→ **Отрывок**

────

Ответственность за это направление работы была возложена на наркомат народного просвещения Донецкой республики, возглавляемый Михаилом Жаковым. Тот буквально на следующий день после опубликования вышеназванной декларации публично обратился к представителям культурно — просветительских, общественных, профсоюзных организаций и партий с призывом собраться 21 февраля на «совещание по организационным вопросам в деле народного просвещения»[584].

Жаков Михаил Петрович

Родился в 1893 г. Большевик с 1911 г. Историк. Профессор.

Биография этого наркома ДКР наименее всего изучена. В Интернете даже гуляет байка о том, что Жаков являлся «родственником Ленина» (авторы легенды явно перепутали наркома с дальним родственником Ильича, который ныне является священнослужителем а России). Некоторые мемуаристы называли его «ростовским рабочим». При этом, судя по его деятельности, Жаков был одним из самых образованных деятелей ДКР. Выпускник Института Красной профессуры.

────

→ **Исходные материалы**
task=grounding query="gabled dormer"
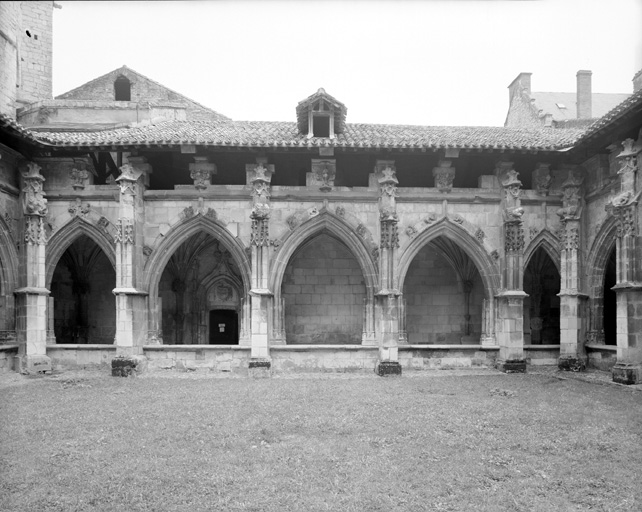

────

→ **Задания**
(a) Перепишите из отрывка о Михаиле Жакове точный текст от «Ответственность за это» до «1911 г. Историк. Профессор.».
(b) Продолжите отрывок о Михаиле Жакове, начав сразу после его последнего предложения.

→ **Результаты заданий**
(a)
Ответственность за это направление работы была возложена на наркомат народного просвещения Донецкой республики, возглавляемый Михаилом Жаковым. Тот буквально на следующий день после опубликования вышеназванной декларации публично обратился к представителям культурно — просветительских, общественных, профсоюзных организаций и партий с призывом собраться 21 февраля на «совещание по организационным вопросам в деле народного просвещения»[584].

Жаков Михаил Петрович

Родился в 1893 г. Большевик с 1911 г. Историк. Профессор.

(b)
Вся его публичная деятельность связана с другим наркомом ДКР — Семеном Васильченко. Известно, что в 1915 г. они вдвоем, отбывая ссылку в Иркутске (Жаков служил в городской лаборатории), создали подпольным «Союз сибирских рабочих» и нелегально выпустили два номера газеты «Пролетарий», за что вскоре были арестованы и находились в иркутской тюрьме вплоть до Февральской революции.

Осенью 1917 г. Жаков уже является одним из лидеров большевиков Ростова, настаивает на объединении Донской области с Донкривбассом, вместе с Васильченко издает на Дону газету «Наше знамя». Являлся делегатом 11 Всероссийского съезда Советов, провозгласившего победу Октябрьской революции. Ему приписывают фразу, сказанную осенью 1917 г.: «Мы утопим в крови Каледина, если он пойдет на Ростов!» Однако бежать из Ростова пришлось Жакову, который с Васильченко прибыл в Харьков. В 1918 г. — один из редакторов «Донецкого пролетария», нарком просвещения ДКР. В марте вместе с Васильченко и Филовым вышел из Совнаркома, протестуя против идеи вхождения ДКР в состав Украины.

В конце 1918 г. уже появляется в Казани (был секретарем райкома и губкома). С 1921 г. — в Ростове, служил в обкоме. С 1922 г. (с перерывами, вызванными арестами) — на преподавательской работе в Институте истории Комакадемии, автор воспоминаний о революции, книг по доклассовой истории (например, «Отражение феодализма в Мэн — цзы»),

В 1928 г. был исключен из партии за троцкизм, восстановлен в партии и в институте в 1929 г. после личного приема у Сталина. Расстрелян в 1936 г. как «матерый троцкист», «террорист» и «критик теории Энгельса о происхождении первобытного общества».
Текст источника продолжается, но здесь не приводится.